→ **Requirement**
If a line in the data below includes the string "pixels", please return a copy of it.

····················

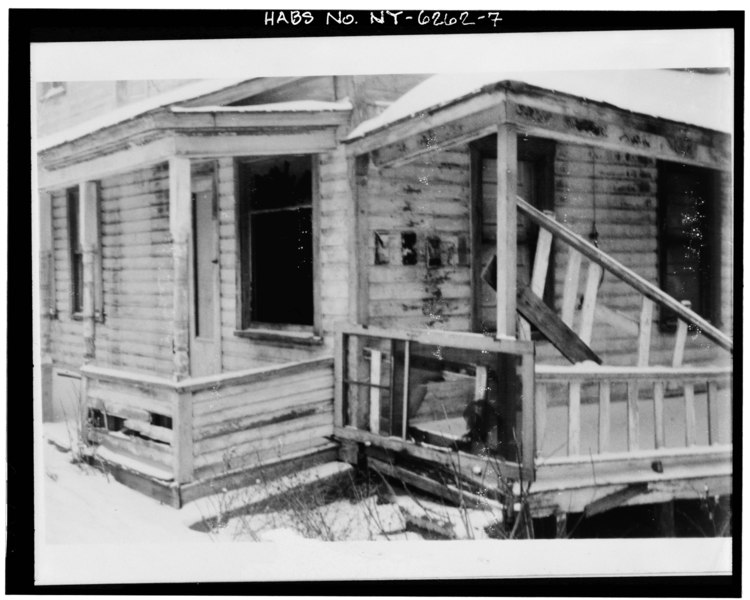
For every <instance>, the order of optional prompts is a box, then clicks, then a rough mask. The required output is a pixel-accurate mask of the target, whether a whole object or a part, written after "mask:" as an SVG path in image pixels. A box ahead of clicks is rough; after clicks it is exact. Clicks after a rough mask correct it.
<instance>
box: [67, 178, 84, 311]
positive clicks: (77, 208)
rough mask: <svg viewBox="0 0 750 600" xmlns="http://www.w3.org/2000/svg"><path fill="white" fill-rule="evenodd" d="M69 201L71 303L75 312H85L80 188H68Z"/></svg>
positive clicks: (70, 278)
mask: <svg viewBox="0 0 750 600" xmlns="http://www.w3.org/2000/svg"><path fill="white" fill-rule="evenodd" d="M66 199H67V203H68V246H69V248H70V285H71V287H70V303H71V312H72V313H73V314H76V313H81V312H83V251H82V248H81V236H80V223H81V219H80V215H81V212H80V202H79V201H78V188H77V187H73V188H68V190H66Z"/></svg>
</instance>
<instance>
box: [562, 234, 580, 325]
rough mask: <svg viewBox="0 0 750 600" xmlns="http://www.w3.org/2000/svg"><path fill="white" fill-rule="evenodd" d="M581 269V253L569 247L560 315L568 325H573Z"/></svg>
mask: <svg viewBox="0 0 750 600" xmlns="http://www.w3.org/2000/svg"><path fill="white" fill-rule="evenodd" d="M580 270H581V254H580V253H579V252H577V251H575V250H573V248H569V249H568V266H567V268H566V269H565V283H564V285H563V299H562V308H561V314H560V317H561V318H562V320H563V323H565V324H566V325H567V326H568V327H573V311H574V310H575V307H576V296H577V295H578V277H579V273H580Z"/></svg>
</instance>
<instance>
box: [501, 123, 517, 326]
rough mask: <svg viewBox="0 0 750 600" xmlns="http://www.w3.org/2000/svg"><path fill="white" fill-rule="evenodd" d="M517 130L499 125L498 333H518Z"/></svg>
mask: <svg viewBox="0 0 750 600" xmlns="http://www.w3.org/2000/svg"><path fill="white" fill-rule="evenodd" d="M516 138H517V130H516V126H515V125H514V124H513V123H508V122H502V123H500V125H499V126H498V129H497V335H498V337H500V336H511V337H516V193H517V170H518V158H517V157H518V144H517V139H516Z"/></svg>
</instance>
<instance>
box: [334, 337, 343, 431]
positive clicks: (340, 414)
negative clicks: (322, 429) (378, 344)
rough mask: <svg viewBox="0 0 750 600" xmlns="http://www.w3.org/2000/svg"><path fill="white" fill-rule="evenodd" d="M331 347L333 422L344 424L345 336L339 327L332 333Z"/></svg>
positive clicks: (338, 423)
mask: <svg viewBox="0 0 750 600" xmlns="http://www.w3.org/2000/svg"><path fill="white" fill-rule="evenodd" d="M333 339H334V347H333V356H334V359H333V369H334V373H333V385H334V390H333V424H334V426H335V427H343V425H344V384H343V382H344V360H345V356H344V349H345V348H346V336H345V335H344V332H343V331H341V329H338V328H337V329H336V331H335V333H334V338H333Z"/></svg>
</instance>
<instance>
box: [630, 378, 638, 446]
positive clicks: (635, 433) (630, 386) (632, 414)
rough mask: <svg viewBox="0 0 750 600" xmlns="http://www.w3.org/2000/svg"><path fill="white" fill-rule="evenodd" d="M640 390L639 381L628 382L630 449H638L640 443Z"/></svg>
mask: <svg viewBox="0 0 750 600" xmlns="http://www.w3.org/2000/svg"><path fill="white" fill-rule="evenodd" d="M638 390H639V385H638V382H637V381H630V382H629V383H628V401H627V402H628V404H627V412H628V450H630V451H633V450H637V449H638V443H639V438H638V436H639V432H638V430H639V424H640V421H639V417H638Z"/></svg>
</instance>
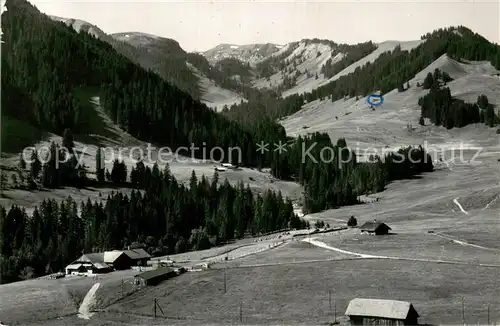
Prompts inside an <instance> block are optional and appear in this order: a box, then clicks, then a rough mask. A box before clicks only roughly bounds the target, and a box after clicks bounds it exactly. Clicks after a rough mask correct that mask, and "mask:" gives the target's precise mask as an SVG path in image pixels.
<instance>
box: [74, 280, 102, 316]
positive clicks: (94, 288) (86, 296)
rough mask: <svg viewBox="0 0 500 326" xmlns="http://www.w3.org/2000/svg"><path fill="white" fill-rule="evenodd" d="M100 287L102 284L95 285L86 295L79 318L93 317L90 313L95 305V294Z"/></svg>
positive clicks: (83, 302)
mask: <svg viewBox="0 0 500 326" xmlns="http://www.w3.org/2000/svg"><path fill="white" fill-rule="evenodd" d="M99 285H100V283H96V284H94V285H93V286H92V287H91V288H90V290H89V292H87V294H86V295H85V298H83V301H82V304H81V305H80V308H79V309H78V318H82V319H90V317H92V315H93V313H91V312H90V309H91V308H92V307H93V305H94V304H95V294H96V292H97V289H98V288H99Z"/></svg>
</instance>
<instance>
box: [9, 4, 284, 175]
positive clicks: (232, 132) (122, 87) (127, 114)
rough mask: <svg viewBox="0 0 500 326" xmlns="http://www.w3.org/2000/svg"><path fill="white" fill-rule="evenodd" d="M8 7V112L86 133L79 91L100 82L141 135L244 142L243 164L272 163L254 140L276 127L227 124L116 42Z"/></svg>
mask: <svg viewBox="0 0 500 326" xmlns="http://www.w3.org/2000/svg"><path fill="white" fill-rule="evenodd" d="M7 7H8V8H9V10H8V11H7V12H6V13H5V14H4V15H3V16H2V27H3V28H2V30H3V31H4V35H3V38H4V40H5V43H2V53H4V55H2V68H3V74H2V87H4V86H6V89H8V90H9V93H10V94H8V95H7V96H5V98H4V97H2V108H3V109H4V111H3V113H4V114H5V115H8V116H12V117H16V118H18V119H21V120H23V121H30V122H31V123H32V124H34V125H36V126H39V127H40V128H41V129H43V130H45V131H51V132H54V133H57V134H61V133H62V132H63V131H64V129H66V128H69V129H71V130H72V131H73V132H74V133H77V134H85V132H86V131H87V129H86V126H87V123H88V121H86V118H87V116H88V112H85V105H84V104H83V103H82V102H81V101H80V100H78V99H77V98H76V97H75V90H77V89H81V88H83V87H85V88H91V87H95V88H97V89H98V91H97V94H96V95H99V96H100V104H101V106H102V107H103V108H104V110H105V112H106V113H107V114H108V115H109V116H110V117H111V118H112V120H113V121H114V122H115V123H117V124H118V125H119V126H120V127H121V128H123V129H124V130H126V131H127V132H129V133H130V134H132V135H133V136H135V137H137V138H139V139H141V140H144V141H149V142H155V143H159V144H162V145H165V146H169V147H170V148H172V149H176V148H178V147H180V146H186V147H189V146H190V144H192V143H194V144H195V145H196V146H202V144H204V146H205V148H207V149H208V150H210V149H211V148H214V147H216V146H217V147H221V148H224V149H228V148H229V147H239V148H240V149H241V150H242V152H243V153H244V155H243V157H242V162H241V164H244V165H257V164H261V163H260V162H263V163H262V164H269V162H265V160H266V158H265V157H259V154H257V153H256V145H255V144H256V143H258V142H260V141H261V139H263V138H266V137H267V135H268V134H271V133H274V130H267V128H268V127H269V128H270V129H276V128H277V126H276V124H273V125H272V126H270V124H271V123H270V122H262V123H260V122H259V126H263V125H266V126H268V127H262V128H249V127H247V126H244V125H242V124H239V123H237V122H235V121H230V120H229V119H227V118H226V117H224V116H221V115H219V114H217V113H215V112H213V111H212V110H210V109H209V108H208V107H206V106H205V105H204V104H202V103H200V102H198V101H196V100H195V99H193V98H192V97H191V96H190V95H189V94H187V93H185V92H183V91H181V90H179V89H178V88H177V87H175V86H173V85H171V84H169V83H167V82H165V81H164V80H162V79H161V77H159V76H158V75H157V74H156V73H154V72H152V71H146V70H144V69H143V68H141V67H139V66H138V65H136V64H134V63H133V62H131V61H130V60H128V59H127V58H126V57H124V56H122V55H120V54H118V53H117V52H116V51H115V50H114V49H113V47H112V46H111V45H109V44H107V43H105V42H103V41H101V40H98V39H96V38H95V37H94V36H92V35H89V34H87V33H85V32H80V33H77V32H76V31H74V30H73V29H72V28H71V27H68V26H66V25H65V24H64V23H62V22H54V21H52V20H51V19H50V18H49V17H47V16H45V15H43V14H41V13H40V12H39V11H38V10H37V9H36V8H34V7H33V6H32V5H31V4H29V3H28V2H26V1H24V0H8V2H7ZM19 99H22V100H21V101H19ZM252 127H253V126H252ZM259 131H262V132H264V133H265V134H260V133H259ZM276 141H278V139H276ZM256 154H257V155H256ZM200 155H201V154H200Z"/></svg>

····················

→ **Answer box**
For every <instance>, the order of optional prompts is a box, then clicks, then a rough mask. The required output is a pixel-accurate mask of the target, whether a whole object or a part, written after "mask:" as an SVG path in image pixels. A box ahead of clicks is rough; after clicks it is exact. Clicks after a rough mask correct it.
Prompts inside an <instance> block are optional and appear in this order: a box, then clicks, then a rough mask. A box before clicks only roughly bounds the target, and a box after clicks bounds it exactly. Clicks after a rough mask correct that mask, and "mask:" gives the target's precise mask as an SVG path in image pixels.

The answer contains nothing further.